### Dataset content ###

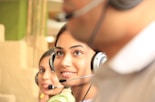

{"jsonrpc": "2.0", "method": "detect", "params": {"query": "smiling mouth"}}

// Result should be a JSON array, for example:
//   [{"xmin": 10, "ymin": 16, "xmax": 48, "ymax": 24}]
[{"xmin": 61, "ymin": 72, "xmax": 75, "ymax": 78}]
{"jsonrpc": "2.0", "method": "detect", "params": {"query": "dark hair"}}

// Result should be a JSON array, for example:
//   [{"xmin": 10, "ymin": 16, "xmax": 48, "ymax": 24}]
[
  {"xmin": 54, "ymin": 24, "xmax": 67, "ymax": 46},
  {"xmin": 39, "ymin": 48, "xmax": 54, "ymax": 64}
]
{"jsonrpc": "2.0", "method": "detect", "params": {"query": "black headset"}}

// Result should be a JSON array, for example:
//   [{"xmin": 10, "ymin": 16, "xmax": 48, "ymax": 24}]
[
  {"xmin": 109, "ymin": 0, "xmax": 143, "ymax": 10},
  {"xmin": 49, "ymin": 52, "xmax": 107, "ymax": 72}
]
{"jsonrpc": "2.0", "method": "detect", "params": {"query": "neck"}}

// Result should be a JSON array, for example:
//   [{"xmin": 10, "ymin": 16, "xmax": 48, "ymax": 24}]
[{"xmin": 71, "ymin": 83, "xmax": 96, "ymax": 102}]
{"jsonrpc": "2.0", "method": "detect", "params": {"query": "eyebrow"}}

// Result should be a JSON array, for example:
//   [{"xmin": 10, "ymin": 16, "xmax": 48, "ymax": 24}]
[{"xmin": 55, "ymin": 45, "xmax": 84, "ymax": 49}]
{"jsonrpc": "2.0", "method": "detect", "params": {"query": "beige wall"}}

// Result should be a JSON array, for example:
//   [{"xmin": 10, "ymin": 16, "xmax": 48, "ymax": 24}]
[{"xmin": 0, "ymin": 26, "xmax": 47, "ymax": 102}]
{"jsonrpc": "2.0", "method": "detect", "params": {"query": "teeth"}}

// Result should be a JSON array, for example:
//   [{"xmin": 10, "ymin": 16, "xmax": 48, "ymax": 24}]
[{"xmin": 62, "ymin": 72, "xmax": 73, "ymax": 76}]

###

Pictures in the records above are not copied; print everything else exactly.

• **Final answer**
{"jsonrpc": "2.0", "method": "detect", "params": {"query": "smiling mouth"}}

// Result should be a JSON array, for example:
//   [{"xmin": 10, "ymin": 16, "xmax": 48, "ymax": 24}]
[{"xmin": 61, "ymin": 72, "xmax": 75, "ymax": 78}]
{"jsonrpc": "2.0", "method": "detect", "params": {"query": "dark hair"}}

// Result should be a JSON array, for example:
//   [{"xmin": 10, "ymin": 16, "xmax": 48, "ymax": 24}]
[
  {"xmin": 54, "ymin": 24, "xmax": 67, "ymax": 46},
  {"xmin": 39, "ymin": 48, "xmax": 54, "ymax": 64}
]
{"jsonrpc": "2.0", "method": "detect", "params": {"query": "black headset"}}

// Result should be a JSON array, for example:
//   [{"xmin": 10, "ymin": 16, "xmax": 48, "ymax": 24}]
[
  {"xmin": 109, "ymin": 0, "xmax": 143, "ymax": 10},
  {"xmin": 49, "ymin": 52, "xmax": 107, "ymax": 72}
]
{"jsonrpc": "2.0", "method": "detect", "params": {"query": "neck"}}

// Result should be a JSON array, for example:
//   [{"xmin": 10, "ymin": 16, "xmax": 48, "ymax": 24}]
[{"xmin": 71, "ymin": 83, "xmax": 96, "ymax": 102}]
{"jsonrpc": "2.0", "method": "detect", "params": {"query": "eyebrow"}}

// Result should be a JSON array, for example:
//   [{"xmin": 10, "ymin": 16, "xmax": 48, "ymax": 24}]
[{"xmin": 55, "ymin": 45, "xmax": 84, "ymax": 49}]
{"jsonrpc": "2.0", "method": "detect", "params": {"query": "beige wall"}}

// Result should be a JSON array, for example:
//   [{"xmin": 10, "ymin": 16, "xmax": 48, "ymax": 24}]
[{"xmin": 0, "ymin": 26, "xmax": 47, "ymax": 102}]
{"jsonrpc": "2.0", "method": "detect", "params": {"query": "teeth"}}

// Result should be a JSON array, for example:
//   [{"xmin": 10, "ymin": 16, "xmax": 48, "ymax": 24}]
[{"xmin": 62, "ymin": 72, "xmax": 73, "ymax": 76}]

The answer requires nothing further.